What this task involves ->
Please transcribe the records precisely; pictures stay out of your copy.

Dataset records ->
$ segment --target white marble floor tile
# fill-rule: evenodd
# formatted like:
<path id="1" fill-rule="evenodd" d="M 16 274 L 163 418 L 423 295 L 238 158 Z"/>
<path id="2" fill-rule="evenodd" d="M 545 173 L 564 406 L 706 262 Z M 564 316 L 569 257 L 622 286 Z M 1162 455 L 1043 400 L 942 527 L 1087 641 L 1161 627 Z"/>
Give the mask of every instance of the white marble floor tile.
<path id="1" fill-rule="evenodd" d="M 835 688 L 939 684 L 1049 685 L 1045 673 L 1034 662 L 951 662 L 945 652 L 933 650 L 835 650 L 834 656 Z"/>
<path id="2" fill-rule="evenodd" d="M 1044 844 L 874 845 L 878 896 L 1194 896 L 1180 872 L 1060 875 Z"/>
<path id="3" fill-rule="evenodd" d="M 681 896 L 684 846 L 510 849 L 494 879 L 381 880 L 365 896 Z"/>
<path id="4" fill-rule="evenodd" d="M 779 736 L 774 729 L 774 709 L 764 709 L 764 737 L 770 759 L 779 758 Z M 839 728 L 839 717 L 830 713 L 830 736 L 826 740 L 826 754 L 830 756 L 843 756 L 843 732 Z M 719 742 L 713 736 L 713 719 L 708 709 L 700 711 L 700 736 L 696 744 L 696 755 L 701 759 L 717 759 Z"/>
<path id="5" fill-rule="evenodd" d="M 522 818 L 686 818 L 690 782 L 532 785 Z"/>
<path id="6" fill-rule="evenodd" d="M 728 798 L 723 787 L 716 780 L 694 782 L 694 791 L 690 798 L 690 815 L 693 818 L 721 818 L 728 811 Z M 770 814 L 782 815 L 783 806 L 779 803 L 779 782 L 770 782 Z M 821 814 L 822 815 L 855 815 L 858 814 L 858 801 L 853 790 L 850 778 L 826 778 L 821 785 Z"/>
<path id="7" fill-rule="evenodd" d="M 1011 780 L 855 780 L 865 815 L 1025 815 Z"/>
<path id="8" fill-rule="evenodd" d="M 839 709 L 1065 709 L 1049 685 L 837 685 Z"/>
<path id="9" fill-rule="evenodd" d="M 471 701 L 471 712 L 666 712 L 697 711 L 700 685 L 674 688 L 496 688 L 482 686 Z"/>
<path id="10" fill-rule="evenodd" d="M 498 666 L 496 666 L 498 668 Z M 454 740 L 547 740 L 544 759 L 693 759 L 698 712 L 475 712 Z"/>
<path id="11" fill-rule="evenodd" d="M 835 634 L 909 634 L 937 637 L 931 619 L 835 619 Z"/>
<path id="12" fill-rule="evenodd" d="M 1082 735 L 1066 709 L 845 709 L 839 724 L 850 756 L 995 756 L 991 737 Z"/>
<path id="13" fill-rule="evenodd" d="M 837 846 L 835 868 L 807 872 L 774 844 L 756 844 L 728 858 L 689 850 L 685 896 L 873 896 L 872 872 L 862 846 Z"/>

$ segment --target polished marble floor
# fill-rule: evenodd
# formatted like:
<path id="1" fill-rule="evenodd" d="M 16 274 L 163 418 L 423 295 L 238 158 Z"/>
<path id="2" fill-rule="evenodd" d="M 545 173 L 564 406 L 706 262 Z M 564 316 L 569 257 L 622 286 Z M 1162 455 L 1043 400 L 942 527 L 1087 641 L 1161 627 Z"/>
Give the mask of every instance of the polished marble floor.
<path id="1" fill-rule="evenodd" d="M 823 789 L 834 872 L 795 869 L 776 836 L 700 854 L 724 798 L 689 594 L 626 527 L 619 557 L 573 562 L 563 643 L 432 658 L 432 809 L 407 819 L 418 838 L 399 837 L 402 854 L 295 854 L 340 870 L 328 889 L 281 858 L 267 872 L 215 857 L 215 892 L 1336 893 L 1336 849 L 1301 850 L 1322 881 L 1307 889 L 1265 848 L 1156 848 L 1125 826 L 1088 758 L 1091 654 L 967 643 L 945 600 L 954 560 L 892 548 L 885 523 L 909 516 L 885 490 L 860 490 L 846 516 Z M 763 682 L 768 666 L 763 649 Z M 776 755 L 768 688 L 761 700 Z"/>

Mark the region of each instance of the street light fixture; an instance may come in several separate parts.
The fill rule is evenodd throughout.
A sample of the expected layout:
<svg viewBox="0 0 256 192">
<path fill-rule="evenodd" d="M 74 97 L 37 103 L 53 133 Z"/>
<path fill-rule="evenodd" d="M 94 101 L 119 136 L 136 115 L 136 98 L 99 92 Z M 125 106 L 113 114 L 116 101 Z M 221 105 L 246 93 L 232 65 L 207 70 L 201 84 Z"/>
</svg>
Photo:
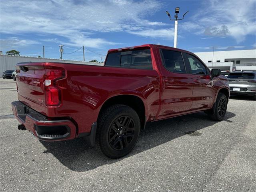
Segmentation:
<svg viewBox="0 0 256 192">
<path fill-rule="evenodd" d="M 178 20 L 182 20 L 184 18 L 184 16 L 186 14 L 186 13 L 188 12 L 188 11 L 187 11 L 186 13 L 185 13 L 183 14 L 183 17 L 182 17 L 182 19 L 178 19 L 178 14 L 180 12 L 180 8 L 176 7 L 175 8 L 175 13 L 176 14 L 176 15 L 174 15 L 175 19 L 172 19 L 171 18 L 171 15 L 170 14 L 169 12 L 167 11 L 166 12 L 166 14 L 170 18 L 170 20 L 172 21 L 175 21 L 174 22 L 174 47 L 176 48 L 177 47 L 177 39 L 178 38 Z"/>
<path fill-rule="evenodd" d="M 180 12 L 180 8 L 176 7 L 175 8 L 175 13 L 179 13 Z"/>
</svg>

Reply to the exercise ->
$ segment --target white marble floor tile
# fill-rule: evenodd
# formatted like:
<path id="1" fill-rule="evenodd" d="M 16 274 L 163 418 L 423 295 L 238 158 Z"/>
<path id="2" fill-rule="evenodd" d="M 545 173 L 564 406 L 706 262 Z M 564 316 L 569 257 L 622 286 Z M 1162 455 L 1043 400 L 942 527 L 1087 641 L 1161 627 Z"/>
Give the mask of every instance of the white marble floor tile.
<path id="1" fill-rule="evenodd" d="M 835 688 L 939 684 L 1049 685 L 1045 673 L 1034 662 L 951 662 L 945 652 L 933 650 L 835 650 L 834 656 Z"/>
<path id="2" fill-rule="evenodd" d="M 1044 844 L 874 845 L 878 896 L 1194 896 L 1180 872 L 1060 875 Z"/>
<path id="3" fill-rule="evenodd" d="M 681 896 L 684 846 L 510 849 L 494 879 L 381 880 L 365 896 Z"/>
<path id="4" fill-rule="evenodd" d="M 779 736 L 774 729 L 774 709 L 764 709 L 764 737 L 770 759 L 779 758 Z M 839 728 L 839 717 L 830 713 L 830 736 L 826 740 L 826 754 L 830 756 L 843 756 L 843 732 Z M 719 742 L 713 736 L 713 719 L 708 709 L 700 711 L 700 736 L 696 744 L 696 755 L 701 759 L 717 759 Z"/>
<path id="5" fill-rule="evenodd" d="M 522 818 L 686 818 L 690 782 L 532 785 Z"/>
<path id="6" fill-rule="evenodd" d="M 728 798 L 723 787 L 716 780 L 694 782 L 694 791 L 690 798 L 690 815 L 693 818 L 721 818 L 728 811 Z M 770 814 L 782 815 L 783 806 L 779 803 L 779 782 L 770 782 Z M 821 814 L 822 815 L 855 815 L 858 814 L 858 801 L 853 790 L 850 778 L 826 778 L 821 785 Z"/>
<path id="7" fill-rule="evenodd" d="M 1011 780 L 855 780 L 865 815 L 1025 815 Z"/>
<path id="8" fill-rule="evenodd" d="M 839 709 L 1065 709 L 1049 685 L 837 685 Z"/>
<path id="9" fill-rule="evenodd" d="M 471 701 L 471 712 L 666 712 L 697 711 L 700 685 L 674 688 L 496 688 L 482 686 Z"/>
<path id="10" fill-rule="evenodd" d="M 498 666 L 496 666 L 498 668 Z M 454 740 L 547 740 L 544 759 L 693 759 L 698 712 L 475 712 Z"/>
<path id="11" fill-rule="evenodd" d="M 835 634 L 909 634 L 937 637 L 931 619 L 835 619 Z"/>
<path id="12" fill-rule="evenodd" d="M 1082 735 L 1066 709 L 845 709 L 839 724 L 850 756 L 995 756 L 991 737 Z"/>
<path id="13" fill-rule="evenodd" d="M 837 846 L 835 868 L 807 872 L 774 844 L 756 844 L 728 858 L 689 850 L 685 896 L 873 896 L 872 872 L 862 846 Z"/>

$ segment --target polished marble floor
# fill-rule: evenodd
# formatted like:
<path id="1" fill-rule="evenodd" d="M 16 274 L 163 418 L 423 295 L 238 158 Z"/>
<path id="2" fill-rule="evenodd" d="M 545 173 L 564 406 L 706 262 Z M 564 316 L 569 257 L 622 286 Z M 1162 455 L 1043 400 L 942 527 L 1087 641 L 1161 627 Z"/>
Give the mask of every instance of the polished marble floor.
<path id="1" fill-rule="evenodd" d="M 823 789 L 834 872 L 795 869 L 776 836 L 700 854 L 724 798 L 689 594 L 626 527 L 619 557 L 573 562 L 563 643 L 432 658 L 432 809 L 407 819 L 418 838 L 399 837 L 402 854 L 295 854 L 340 870 L 328 889 L 281 858 L 267 872 L 215 857 L 215 892 L 1336 893 L 1336 849 L 1301 850 L 1322 881 L 1307 889 L 1265 848 L 1156 848 L 1125 826 L 1088 758 L 1091 654 L 967 643 L 945 600 L 954 560 L 892 548 L 885 523 L 909 516 L 885 490 L 860 490 L 846 516 Z M 763 682 L 768 666 L 763 649 Z M 776 755 L 768 688 L 761 700 Z"/>

Mark the region of each instance of the street light fixture; an instance may come in several separate parts.
The fill rule is evenodd throughout.
A sample of the expected layout:
<svg viewBox="0 0 256 192">
<path fill-rule="evenodd" d="M 74 97 L 37 103 L 53 133 Z"/>
<path fill-rule="evenodd" d="M 94 101 L 119 136 L 136 115 L 136 98 L 99 92 Z M 125 106 L 113 114 L 116 101 Z M 221 105 L 246 93 L 232 65 L 207 70 L 201 84 Z"/>
</svg>
Photo:
Segmentation:
<svg viewBox="0 0 256 192">
<path fill-rule="evenodd" d="M 178 20 L 182 20 L 184 18 L 184 16 L 186 14 L 186 13 L 188 12 L 188 11 L 187 11 L 186 13 L 185 13 L 183 14 L 183 17 L 182 17 L 182 19 L 178 19 L 178 14 L 180 12 L 180 8 L 176 7 L 175 8 L 175 13 L 176 14 L 176 15 L 174 15 L 175 19 L 172 19 L 171 18 L 171 15 L 170 14 L 169 12 L 167 11 L 166 12 L 166 14 L 170 18 L 170 20 L 172 21 L 175 21 L 174 22 L 174 47 L 176 48 L 177 47 L 177 39 L 178 38 Z"/>
<path fill-rule="evenodd" d="M 180 12 L 180 8 L 176 7 L 175 8 L 175 13 L 179 13 Z"/>
</svg>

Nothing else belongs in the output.